AIM:
Starting with the line that contains "the orange strap." and going on through the end of the data, copy every line in full, but shift each coordinate in the answers by adding -132 to it.
##### ENTRIES SHOWN #####
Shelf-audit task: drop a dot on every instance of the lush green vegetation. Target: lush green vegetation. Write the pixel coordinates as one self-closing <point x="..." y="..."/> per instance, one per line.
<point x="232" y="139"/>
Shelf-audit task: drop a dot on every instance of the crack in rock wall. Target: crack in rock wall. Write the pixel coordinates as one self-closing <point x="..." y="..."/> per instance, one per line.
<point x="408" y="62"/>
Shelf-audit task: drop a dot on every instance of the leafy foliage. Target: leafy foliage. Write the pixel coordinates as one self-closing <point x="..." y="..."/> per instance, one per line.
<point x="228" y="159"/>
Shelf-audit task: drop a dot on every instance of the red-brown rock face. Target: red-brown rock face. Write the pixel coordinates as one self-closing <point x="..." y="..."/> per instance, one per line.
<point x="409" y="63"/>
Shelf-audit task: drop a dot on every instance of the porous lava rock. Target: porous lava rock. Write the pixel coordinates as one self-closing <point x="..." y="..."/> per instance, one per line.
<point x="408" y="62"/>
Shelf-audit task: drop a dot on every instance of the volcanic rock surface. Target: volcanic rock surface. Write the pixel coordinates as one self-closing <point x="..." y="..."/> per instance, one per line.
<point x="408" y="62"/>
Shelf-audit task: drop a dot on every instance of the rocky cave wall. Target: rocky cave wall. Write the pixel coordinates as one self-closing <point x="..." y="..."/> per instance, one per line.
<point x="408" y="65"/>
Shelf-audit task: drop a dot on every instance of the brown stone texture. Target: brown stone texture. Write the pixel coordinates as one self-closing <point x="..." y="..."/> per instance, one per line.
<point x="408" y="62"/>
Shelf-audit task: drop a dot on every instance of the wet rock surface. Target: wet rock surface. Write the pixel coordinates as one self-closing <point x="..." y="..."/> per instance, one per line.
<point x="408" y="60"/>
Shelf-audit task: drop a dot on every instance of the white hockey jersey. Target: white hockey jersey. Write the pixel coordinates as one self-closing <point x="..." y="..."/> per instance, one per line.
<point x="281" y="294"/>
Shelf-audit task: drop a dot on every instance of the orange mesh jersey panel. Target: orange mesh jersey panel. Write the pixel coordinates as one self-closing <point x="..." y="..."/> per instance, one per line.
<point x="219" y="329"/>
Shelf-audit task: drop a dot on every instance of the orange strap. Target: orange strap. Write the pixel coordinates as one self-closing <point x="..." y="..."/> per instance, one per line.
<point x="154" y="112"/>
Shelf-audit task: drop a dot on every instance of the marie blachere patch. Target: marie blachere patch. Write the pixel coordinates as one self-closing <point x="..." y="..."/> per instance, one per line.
#####
EXERCISE RESULT:
Shelf-audit task: drop a dot on every instance of the orange strap. Target: orange strap. Write the pixel coordinates as one self-closing <point x="..." y="..."/> per instance, one per line.
<point x="22" y="-20"/>
Shelf-audit task: drop a dot on every instance of the marie blachere patch. Target: marie blachere patch. Write the pixel coordinates as one self-closing <point x="..." y="..."/> per instance, one per line.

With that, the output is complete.